Return the lines below exactly, starting with the line that contains "the woman's nose" and stopping after the last line.

> [RECORDS SHOWN]:
+-------+

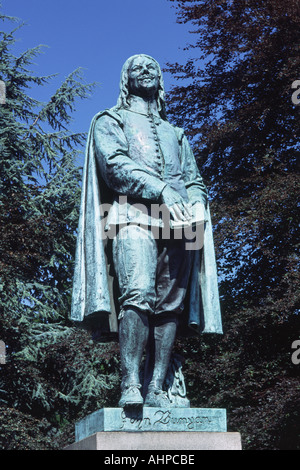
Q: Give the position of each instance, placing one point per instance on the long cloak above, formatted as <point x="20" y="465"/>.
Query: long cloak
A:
<point x="93" y="292"/>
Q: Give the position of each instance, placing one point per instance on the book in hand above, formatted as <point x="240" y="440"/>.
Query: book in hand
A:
<point x="197" y="218"/>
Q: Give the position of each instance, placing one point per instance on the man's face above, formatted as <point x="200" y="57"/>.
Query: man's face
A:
<point x="143" y="76"/>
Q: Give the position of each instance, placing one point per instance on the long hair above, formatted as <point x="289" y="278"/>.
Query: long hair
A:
<point x="123" y="99"/>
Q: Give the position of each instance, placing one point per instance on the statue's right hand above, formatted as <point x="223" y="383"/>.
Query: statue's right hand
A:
<point x="178" y="208"/>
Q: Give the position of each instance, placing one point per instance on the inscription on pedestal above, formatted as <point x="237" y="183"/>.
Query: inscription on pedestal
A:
<point x="152" y="419"/>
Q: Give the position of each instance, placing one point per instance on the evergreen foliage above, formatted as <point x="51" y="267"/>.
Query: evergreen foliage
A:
<point x="52" y="371"/>
<point x="244" y="128"/>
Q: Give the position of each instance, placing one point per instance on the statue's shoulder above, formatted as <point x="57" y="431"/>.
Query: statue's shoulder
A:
<point x="111" y="113"/>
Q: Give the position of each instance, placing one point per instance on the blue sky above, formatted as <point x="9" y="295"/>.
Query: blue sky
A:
<point x="98" y="35"/>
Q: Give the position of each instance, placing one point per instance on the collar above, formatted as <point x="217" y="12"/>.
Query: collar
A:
<point x="141" y="106"/>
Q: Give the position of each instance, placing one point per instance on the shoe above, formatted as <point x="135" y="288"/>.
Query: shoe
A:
<point x="157" y="398"/>
<point x="131" y="396"/>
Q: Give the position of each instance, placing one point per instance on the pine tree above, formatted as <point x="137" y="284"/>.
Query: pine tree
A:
<point x="52" y="371"/>
<point x="244" y="128"/>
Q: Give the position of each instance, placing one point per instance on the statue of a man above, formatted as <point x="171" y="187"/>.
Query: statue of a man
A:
<point x="134" y="155"/>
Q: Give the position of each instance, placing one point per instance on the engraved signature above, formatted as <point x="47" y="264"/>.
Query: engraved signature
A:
<point x="164" y="418"/>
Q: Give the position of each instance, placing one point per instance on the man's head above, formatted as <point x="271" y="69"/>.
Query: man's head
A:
<point x="141" y="75"/>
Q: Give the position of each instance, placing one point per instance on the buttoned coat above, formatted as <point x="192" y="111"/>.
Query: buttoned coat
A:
<point x="110" y="170"/>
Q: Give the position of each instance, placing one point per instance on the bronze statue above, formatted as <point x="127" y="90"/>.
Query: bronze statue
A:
<point x="129" y="275"/>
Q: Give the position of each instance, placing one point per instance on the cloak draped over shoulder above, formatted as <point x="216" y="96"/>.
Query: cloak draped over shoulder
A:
<point x="92" y="281"/>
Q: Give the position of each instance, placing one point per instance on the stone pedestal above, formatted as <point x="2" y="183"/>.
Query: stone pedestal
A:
<point x="155" y="429"/>
<point x="163" y="441"/>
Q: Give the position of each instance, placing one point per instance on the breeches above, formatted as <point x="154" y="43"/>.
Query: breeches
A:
<point x="152" y="274"/>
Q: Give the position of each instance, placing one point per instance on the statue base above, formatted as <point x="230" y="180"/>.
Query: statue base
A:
<point x="155" y="429"/>
<point x="162" y="441"/>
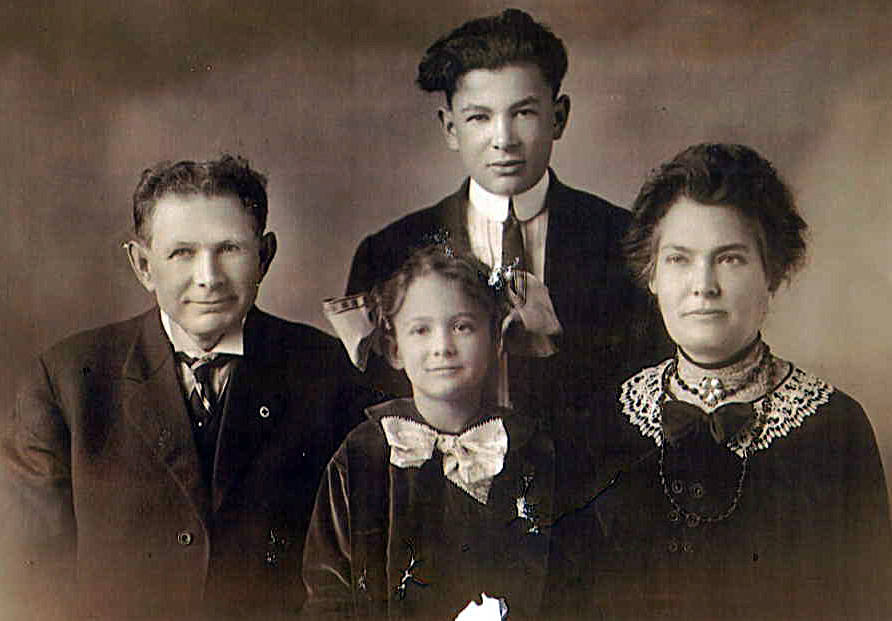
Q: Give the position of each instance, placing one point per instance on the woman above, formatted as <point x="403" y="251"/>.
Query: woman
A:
<point x="742" y="486"/>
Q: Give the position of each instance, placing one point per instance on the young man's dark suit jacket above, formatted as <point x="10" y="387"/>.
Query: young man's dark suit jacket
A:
<point x="611" y="330"/>
<point x="101" y="467"/>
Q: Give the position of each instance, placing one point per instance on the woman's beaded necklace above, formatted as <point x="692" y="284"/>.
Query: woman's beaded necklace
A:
<point x="692" y="518"/>
<point x="711" y="390"/>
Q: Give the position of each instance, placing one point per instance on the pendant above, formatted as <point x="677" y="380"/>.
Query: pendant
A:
<point x="711" y="390"/>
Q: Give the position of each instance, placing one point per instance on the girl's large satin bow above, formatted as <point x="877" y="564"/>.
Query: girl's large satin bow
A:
<point x="470" y="460"/>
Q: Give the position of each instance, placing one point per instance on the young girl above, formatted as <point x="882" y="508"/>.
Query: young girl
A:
<point x="439" y="498"/>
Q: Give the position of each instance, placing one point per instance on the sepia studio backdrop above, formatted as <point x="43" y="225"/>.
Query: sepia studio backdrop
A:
<point x="320" y="96"/>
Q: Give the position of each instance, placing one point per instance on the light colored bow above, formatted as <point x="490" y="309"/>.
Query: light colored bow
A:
<point x="531" y="322"/>
<point x="470" y="460"/>
<point x="351" y="318"/>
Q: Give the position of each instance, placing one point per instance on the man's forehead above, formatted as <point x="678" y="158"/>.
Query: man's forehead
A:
<point x="198" y="218"/>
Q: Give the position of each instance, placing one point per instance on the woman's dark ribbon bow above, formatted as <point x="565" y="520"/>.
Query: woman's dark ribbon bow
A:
<point x="681" y="419"/>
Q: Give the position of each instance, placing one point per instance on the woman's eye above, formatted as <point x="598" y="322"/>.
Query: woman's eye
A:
<point x="733" y="259"/>
<point x="676" y="258"/>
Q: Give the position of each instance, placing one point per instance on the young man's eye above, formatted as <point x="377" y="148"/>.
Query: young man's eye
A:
<point x="733" y="259"/>
<point x="180" y="253"/>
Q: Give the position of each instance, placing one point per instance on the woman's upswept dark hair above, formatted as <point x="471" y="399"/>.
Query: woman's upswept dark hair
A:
<point x="492" y="43"/>
<point x="466" y="270"/>
<point x="229" y="175"/>
<point x="730" y="175"/>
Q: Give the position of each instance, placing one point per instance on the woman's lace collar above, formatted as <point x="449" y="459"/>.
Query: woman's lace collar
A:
<point x="778" y="412"/>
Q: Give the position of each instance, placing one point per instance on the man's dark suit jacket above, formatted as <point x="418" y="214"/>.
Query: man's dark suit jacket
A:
<point x="611" y="329"/>
<point x="101" y="466"/>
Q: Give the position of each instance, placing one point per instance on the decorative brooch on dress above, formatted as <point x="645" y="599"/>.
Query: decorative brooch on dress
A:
<point x="526" y="510"/>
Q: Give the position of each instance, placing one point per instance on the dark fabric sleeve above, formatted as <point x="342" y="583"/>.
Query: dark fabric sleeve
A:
<point x="867" y="536"/>
<point x="362" y="275"/>
<point x="327" y="569"/>
<point x="38" y="534"/>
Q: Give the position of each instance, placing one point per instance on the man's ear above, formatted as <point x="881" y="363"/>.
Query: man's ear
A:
<point x="138" y="255"/>
<point x="447" y="123"/>
<point x="561" y="115"/>
<point x="268" y="247"/>
<point x="392" y="353"/>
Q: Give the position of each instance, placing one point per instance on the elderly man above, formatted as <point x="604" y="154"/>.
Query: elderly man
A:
<point x="168" y="463"/>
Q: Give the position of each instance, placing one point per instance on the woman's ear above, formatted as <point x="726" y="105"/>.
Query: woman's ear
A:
<point x="392" y="353"/>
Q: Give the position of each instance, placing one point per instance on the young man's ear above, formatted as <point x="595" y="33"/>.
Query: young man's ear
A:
<point x="138" y="255"/>
<point x="392" y="353"/>
<point x="447" y="123"/>
<point x="268" y="247"/>
<point x="561" y="115"/>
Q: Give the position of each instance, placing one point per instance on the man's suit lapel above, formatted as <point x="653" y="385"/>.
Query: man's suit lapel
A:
<point x="454" y="219"/>
<point x="257" y="402"/>
<point x="156" y="408"/>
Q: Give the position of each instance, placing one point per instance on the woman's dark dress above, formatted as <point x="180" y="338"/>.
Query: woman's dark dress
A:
<point x="371" y="516"/>
<point x="809" y="538"/>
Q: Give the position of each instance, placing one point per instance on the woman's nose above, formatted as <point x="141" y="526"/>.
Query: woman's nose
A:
<point x="705" y="281"/>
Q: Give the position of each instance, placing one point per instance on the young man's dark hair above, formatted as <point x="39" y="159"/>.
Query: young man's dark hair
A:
<point x="491" y="43"/>
<point x="501" y="76"/>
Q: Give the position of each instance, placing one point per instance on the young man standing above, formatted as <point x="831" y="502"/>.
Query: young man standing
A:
<point x="503" y="110"/>
<point x="168" y="463"/>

+-------+

> [WORKED ANSWER]:
Q: Give the position of each instance, placing one point per instance on the woman's nose above, formatted as <point x="141" y="526"/>.
Query: woman's nose
A:
<point x="705" y="281"/>
Q: Give the position of each instance, placing one point per instance on the young man's dark hair above, formatted as <point x="39" y="159"/>.
Query: young man's dark hair
A:
<point x="491" y="43"/>
<point x="501" y="76"/>
Q: Give the position of each instance, placing one point per instance on the young man standing above, formatted as <point x="831" y="502"/>.
Query: young man standing
A:
<point x="503" y="110"/>
<point x="168" y="463"/>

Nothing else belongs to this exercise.